***** DATA FOR PROCESSING
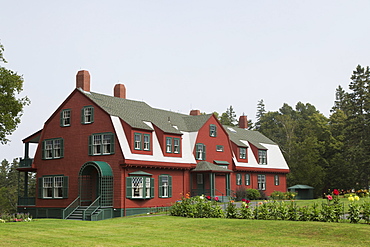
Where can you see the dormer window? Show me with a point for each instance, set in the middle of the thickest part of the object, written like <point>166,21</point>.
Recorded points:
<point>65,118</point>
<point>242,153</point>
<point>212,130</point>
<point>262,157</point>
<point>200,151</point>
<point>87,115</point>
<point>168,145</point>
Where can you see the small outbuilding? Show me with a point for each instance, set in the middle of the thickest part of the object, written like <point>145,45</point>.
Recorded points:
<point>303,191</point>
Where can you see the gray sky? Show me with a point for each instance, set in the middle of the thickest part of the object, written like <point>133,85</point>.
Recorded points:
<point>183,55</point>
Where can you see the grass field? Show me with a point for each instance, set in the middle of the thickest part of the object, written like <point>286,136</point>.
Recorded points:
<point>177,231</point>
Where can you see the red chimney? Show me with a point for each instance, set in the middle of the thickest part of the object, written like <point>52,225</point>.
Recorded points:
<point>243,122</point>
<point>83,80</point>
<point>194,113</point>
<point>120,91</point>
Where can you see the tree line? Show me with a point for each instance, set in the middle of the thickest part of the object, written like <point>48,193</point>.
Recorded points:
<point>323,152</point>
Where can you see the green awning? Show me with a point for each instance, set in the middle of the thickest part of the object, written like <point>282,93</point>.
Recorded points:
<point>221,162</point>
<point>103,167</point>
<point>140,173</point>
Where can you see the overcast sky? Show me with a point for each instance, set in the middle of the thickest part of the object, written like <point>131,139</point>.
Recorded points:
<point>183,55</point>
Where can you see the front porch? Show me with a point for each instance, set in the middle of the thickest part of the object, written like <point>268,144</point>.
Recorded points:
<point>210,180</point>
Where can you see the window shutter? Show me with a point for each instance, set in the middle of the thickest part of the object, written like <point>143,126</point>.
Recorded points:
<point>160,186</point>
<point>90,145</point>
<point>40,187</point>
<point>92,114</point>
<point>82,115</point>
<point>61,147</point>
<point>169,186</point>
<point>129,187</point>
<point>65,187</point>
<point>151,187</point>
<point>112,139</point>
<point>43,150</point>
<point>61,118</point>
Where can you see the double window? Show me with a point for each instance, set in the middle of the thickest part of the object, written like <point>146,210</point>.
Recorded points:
**********
→ **WHAT IS BEING ASKED**
Scan the lines above for "Where can you see the front" and for "Where can you see the window". Repeat exactly the line holding each of them and every line in between.

→ **EXPECTED ANSWER**
Where can you see the front porch? Show me with a point for each instance, set in the middle of the thickest part of the object, written like <point>268,144</point>.
Recorded points:
<point>210,180</point>
Where can you see the window shutter? Show me with a point for each instance, set in the middle of the thickest part of the object, written like <point>143,126</point>.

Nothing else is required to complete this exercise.